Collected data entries

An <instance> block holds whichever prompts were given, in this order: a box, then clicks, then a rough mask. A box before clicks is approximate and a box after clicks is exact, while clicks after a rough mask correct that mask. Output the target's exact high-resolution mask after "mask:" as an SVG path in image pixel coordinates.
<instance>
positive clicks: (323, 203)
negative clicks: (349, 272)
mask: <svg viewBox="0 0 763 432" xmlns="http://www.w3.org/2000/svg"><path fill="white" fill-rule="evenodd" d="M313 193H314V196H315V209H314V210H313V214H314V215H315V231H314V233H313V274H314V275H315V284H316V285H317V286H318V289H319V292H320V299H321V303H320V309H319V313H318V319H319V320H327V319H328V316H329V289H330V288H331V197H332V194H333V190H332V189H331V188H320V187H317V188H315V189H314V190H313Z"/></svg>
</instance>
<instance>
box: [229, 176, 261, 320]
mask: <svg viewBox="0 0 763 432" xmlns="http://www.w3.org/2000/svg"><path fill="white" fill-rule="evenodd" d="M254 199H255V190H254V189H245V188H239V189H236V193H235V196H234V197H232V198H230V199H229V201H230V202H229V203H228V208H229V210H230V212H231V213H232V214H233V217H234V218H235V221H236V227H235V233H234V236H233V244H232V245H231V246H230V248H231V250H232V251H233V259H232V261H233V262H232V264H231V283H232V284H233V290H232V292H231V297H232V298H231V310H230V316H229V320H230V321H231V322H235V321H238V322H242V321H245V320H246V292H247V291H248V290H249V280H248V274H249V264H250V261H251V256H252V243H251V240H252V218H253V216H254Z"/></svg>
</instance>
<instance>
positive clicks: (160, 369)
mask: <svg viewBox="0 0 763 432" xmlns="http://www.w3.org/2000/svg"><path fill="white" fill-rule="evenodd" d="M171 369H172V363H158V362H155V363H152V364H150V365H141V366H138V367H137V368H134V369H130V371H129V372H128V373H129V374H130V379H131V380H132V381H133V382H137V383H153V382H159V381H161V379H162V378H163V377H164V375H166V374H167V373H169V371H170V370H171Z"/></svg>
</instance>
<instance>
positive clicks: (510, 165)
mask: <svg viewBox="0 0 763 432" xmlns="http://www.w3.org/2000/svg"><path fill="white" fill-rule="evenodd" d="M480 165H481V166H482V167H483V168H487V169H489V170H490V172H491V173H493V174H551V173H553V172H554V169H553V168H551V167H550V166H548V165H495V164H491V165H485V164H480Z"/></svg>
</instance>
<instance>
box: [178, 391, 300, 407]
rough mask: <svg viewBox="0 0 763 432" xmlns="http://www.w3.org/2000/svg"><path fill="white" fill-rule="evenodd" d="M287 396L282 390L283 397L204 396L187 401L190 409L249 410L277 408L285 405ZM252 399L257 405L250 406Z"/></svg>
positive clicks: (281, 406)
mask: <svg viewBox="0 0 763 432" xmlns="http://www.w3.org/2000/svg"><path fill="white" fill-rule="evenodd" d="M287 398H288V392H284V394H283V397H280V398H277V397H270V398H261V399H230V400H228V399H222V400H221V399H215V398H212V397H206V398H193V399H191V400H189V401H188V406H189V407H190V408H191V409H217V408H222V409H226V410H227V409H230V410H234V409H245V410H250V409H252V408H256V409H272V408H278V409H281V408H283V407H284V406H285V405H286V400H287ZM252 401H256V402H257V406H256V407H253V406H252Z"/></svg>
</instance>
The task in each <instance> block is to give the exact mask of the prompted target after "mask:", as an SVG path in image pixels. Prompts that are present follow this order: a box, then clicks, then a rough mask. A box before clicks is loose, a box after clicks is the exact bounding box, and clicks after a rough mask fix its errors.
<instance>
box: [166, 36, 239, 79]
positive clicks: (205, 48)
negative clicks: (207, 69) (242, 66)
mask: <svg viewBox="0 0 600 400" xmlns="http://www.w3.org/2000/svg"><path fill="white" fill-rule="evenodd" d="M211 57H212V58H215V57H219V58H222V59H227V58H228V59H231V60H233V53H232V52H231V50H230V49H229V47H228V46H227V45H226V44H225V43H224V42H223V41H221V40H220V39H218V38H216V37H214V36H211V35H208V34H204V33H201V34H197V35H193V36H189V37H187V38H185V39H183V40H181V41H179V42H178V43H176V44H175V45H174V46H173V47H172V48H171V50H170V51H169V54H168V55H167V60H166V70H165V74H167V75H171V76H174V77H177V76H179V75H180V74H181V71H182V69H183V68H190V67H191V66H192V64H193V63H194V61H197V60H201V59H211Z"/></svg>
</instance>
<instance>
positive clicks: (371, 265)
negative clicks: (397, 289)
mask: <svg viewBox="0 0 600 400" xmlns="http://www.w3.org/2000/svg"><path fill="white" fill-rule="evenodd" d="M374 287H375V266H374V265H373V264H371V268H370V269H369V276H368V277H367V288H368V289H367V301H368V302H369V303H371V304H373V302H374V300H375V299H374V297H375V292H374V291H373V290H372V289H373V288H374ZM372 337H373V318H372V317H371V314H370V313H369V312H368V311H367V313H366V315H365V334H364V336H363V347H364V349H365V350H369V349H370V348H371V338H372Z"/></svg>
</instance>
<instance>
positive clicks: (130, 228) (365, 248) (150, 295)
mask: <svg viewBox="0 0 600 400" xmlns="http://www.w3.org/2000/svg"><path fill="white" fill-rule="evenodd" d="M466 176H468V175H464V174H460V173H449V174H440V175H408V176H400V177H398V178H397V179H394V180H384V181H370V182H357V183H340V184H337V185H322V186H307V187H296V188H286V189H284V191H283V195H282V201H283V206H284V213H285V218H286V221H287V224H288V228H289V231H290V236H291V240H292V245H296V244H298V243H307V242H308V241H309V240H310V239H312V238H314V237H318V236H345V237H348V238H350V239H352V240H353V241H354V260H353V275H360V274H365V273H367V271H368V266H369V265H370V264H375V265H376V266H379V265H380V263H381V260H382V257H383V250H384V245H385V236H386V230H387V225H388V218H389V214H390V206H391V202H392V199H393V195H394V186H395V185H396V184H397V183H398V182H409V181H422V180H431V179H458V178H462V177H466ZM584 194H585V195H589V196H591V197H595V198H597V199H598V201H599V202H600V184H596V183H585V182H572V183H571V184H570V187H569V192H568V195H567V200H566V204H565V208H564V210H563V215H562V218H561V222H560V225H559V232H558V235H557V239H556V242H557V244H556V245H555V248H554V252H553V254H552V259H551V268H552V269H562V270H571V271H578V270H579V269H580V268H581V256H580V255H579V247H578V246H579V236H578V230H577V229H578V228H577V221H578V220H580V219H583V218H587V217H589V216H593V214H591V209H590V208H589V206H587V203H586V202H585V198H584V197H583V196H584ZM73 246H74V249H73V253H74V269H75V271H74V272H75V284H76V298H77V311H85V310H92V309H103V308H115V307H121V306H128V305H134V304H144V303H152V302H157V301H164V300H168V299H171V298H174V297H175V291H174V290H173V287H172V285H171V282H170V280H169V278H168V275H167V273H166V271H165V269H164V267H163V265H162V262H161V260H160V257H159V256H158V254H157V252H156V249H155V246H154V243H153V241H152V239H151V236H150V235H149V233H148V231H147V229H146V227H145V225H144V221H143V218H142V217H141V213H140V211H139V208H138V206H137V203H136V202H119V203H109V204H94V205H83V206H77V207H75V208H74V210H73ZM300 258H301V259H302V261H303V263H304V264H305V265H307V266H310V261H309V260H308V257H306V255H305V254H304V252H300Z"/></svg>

_JOB ITEM_.
Copy out each line of the records that contains the word "then". Treat uppercase and lowercase as different.

_PROBLEM SOLUTION_.
An <instance> block holds whichever prompts were given, in this order: a box, then clicks, then a rough mask. A box before clicks is approximate and a box after clicks is exact, while clicks after a rough mask correct that mask. Output the target's exact high-resolution mask after "mask:" as an SVG path in image pixel coordinates.
The task in each <instance> block is to give the exact mask of the prompted target after "mask:", as an SVG path in image pixels. Prompts that are present follow this order: a box, then clicks, then a rough mask. A box before clicks is loose, a box after clicks is the exact bounding box, and clicks after a rough mask fix its errors.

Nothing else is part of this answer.